## Available data
+++

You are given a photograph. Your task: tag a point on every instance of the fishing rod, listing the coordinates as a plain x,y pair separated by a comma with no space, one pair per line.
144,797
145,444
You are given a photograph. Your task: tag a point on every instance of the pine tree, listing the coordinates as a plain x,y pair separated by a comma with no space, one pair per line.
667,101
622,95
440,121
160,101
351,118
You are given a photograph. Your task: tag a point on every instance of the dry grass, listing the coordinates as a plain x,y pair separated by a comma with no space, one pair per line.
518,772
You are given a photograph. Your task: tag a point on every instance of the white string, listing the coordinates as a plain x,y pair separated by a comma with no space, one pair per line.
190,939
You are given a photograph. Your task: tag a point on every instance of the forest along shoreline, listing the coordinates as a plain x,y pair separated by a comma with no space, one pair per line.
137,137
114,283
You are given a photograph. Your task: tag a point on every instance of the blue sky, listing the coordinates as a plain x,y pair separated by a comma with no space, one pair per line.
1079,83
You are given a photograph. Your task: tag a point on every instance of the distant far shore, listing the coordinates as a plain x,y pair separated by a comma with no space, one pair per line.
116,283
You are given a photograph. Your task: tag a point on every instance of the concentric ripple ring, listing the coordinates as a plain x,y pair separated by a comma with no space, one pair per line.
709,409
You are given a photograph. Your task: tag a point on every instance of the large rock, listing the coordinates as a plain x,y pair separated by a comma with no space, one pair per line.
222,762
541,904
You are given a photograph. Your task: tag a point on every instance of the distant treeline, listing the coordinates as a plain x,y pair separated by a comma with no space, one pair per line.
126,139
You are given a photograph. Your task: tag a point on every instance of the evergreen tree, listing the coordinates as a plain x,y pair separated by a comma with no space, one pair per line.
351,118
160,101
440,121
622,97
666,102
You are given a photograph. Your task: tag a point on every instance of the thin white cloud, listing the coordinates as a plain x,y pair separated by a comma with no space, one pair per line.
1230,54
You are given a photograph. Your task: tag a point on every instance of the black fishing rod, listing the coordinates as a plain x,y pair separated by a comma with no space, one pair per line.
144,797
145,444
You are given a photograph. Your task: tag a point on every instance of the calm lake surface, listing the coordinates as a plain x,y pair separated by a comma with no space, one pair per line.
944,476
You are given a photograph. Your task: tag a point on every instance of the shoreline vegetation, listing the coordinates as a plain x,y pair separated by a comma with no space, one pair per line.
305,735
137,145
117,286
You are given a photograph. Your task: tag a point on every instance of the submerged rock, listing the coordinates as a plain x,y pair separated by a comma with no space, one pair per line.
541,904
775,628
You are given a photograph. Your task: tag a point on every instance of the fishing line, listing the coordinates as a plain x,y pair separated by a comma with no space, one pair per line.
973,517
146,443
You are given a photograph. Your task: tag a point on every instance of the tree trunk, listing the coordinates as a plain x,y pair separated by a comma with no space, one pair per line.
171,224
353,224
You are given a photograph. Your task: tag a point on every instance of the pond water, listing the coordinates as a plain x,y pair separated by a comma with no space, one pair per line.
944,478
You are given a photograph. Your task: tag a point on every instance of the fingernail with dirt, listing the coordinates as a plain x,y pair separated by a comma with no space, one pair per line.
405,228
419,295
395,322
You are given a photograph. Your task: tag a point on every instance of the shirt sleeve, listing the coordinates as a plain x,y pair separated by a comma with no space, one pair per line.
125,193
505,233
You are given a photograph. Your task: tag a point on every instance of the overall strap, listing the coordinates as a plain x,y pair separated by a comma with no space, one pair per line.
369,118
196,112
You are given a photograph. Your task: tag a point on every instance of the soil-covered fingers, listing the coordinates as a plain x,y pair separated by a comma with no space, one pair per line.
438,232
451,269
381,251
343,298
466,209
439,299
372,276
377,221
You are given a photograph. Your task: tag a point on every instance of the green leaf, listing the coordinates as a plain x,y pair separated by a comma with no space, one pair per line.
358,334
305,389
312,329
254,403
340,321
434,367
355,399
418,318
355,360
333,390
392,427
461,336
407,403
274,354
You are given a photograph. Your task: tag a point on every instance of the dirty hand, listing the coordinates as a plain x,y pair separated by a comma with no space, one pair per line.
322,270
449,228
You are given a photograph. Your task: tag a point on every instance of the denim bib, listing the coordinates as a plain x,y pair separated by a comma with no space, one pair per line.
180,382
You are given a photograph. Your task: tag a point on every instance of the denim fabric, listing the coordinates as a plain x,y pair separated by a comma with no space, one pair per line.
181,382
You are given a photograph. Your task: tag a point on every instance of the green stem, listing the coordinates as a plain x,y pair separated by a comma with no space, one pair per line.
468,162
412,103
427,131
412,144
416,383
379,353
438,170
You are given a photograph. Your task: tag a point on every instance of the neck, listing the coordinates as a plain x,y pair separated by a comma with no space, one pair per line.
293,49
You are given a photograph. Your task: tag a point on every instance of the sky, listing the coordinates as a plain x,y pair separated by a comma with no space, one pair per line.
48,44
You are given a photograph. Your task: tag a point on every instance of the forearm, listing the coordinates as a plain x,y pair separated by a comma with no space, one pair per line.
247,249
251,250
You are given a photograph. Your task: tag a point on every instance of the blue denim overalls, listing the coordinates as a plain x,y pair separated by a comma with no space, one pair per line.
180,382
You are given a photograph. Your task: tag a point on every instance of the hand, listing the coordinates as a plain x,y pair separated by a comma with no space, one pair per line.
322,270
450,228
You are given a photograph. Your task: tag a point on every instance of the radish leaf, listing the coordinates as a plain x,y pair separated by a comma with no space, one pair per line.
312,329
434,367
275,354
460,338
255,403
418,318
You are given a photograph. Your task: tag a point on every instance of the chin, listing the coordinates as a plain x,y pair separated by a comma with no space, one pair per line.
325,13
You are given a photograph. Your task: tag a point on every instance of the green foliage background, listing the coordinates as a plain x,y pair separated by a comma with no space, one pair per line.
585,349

+++

## The exercise
Copy out all of the records shown above exactly.

## Output for this task
You are given a photograph. Your task: tag a point on every instance of the fishing rod, listing the coordinates as a plain x,y pair separated by a comma with no space, one pair per line.
144,797
145,444
You are given a photograph. Your task: tag a point on every instance of the pine tree, listing the coordinates as a plain x,y pair separated by a comma with no space, one pair per line.
667,101
622,95
440,121
160,101
351,118
You are given a photograph. Your task: tag a point on every instance of the dry grass, listing the coordinates as a plain x,y pair separated by a comma with no space, one pair per line.
518,772
You are given a photograph. Your task: tag a point on every instance of the white string, listing the coordinates as a plain x,y pair separated by a comma with no space, one pair per line.
190,939
You are given a photograph. Your task: tag a point on every instance of the forest along shoreline, listing the coordinates as a plain x,y pair separated by a comma with no space, one pair per line.
137,137
114,283
You are given a photograph. Your task: tag a point on every instance of the blue sky, listing the coordinates as a plain x,y pair separated by a comma with no space, one pair per line.
1079,83
You are given a photograph. Your task: tag a point on every instance of the distant far shore, listing the coordinates as a plain x,y pair separated by a comma with no space, one pair per line.
116,283
You are given a photograph. Your task: tag a point on every instance of the concentric ripple ring, listing the coordinates as a plain x,y pair separated by a comma with no space, one pair per line.
709,409
You are given a photograph. Your task: tag a point on every instance of the large rock, listing the coordinates as a plain x,y pair separated by a comma with no space, one pair per line.
222,762
541,904
You are given a photograph. Your task: tag a point on every instance of the distant treeline, listing the coordinates as a plain x,y pair separated by a comma with no space, one pair per line.
126,139
You are given a photograph. Your task: tag a point on every instance of the evergreen tree, listing the coordinates as a plain x,y pair separated by a comma with no space, one pair per line.
351,118
160,101
440,121
622,97
666,102
You are given a photograph. Your task: tag a point on every instance of the thin white cloud, listing the coordinates as a plain x,y pair separated by a comma with no space, one pair per line.
1230,54
You are given a photograph. Your task: tag a point on every instance of the black fishing rod, listing the coordinates as a plain x,y pair separated by a comma with no space, one pair per line.
144,797
145,444
You are given a photograph. Your task: tag a point on every instance of the calm lake surface, listing the coordinates as a plain x,y pair separated by a comma with no space, one pair per line.
944,476
You are given a photograph. Your task: tag a point on every instance of the shoreline vegetation, listing the coordinates as a plain x,y pair separated by a comma with no space, one pair per line.
305,735
137,145
117,286
You are given a photograph. Your task: tag a point on every instance of the submerged rock, listing the coordinates as a plain x,y pair separated by a comma with no space, one pair per line.
541,904
775,628
You are given a photograph. Your task: tag a point on every instance of the fishing line, listing the coordinates as a plain x,y pair separated by a comma with no space, one pair per line.
973,517
146,443
You are given a photograph. Your task: tag a point on every instance of the tree trunk, listing the coordinates as a plain x,y pair separated by a comma with no space, one pair per line.
171,224
353,224
You are given a photograph. Your task: tag a point on every instance of the pond water, listing the coordinates as a plain x,y pair separated by a comma with no space, one pair per line.
944,478
You are given a photograph. Your task: tag a point on every instance of the fingernail with dirt, listing the coordinates as a plain x,y pair separated by a comma with no space, one pair per line.
405,228
419,295
395,322
You are given a photograph. Your task: tag a point on every instance of the shirt sleeve, listing the coordinates as a plain x,y pair separated by a comma with no space, one pair per line.
125,193
505,233
You are given a photograph. Your task: tag a point on every instance of the overall strap, listing the coordinates as a plain x,y pair separated by a comma with no space, one pair per line.
369,118
196,112
You are given a photograph. Your task: tag a point on every instance of the soil-covered fingers, listing the coordinates as a plain x,y pair separated by a comma with no space, one pair per line.
438,232
451,269
381,251
343,298
466,209
439,299
372,276
377,221
You are given a photograph. Your task: tag a point on every instance of the green leaf, listing the coordinates as a plain x,y pair separated by a comma with no space, one pair per line.
358,334
305,389
312,329
254,403
340,321
434,367
355,399
418,318
355,360
333,390
392,427
461,336
407,403
274,354
You are given a photograph. Your task: tag a point on every instance of the dirty hand, listing the coordinates as a plain x,y pair separated by a comma with no space, one pair per line.
322,270
449,228
You are given a photograph. Your task: tag a point on every instance of the denim bib, listing the coordinates as a plain x,y pair separated by a comma with no space, one pair per line.
180,382
You are given a photograph. Your task: tag a point on every instance of the denim fabric, listing the coordinates as a plain x,y pair separated by a comma with no space, one pair per line.
181,382
You are given a photograph. Your task: tag a point on every instance of the green stem, listing the coordinates as a plain x,y pair separated by a comma with no space, one pair per line.
468,162
412,103
427,131
412,144
416,383
379,353
438,170
You are given a photograph. Your task: tag a point on every instance of the neck, listing the coordinates as a plain x,y pair separated by a comma with no space, one pair per line.
293,49
You are given a photograph. Your task: tag a point on every instance of the sky, listing the coordinates as a plain x,y pair separated by a comma with no space, one pair per line.
48,44
You are given a photograph. Your task: tag a point on every instance of the forearm, listing the coordinates as a plain x,y pair separated by a comma with no space, one pair per line.
247,249
251,250
You are given a photograph. Your task: tag a point on every instance of the blue denim overalls, listing the coordinates as a plain x,y pair separated by a comma with no space, one pair per line.
180,382
You are given a photograph. Your task: tag a point on every instance of the hand, listing the coordinates as a plain x,y pair separated by a comma with no space, one pair per line.
322,270
450,228
You are given a photograph. Your task: tag a point on every instance of the radish leaf, listing the coordinates as a plain x,y pair separated by a comma with no space, one pair per line.
312,329
434,367
275,354
460,338
255,403
418,318
You are given a photograph. Your task: tag a point on every instance of the chin, listing the coordinates as a plain x,y pair separated by a comma with no space, one pair per line.
325,13
You are given a photograph. Your task: tag a point on every instance of the green foliage background, listing the coordinates as a plain x,y pair separated by a comma with no space, one pair per line.
585,349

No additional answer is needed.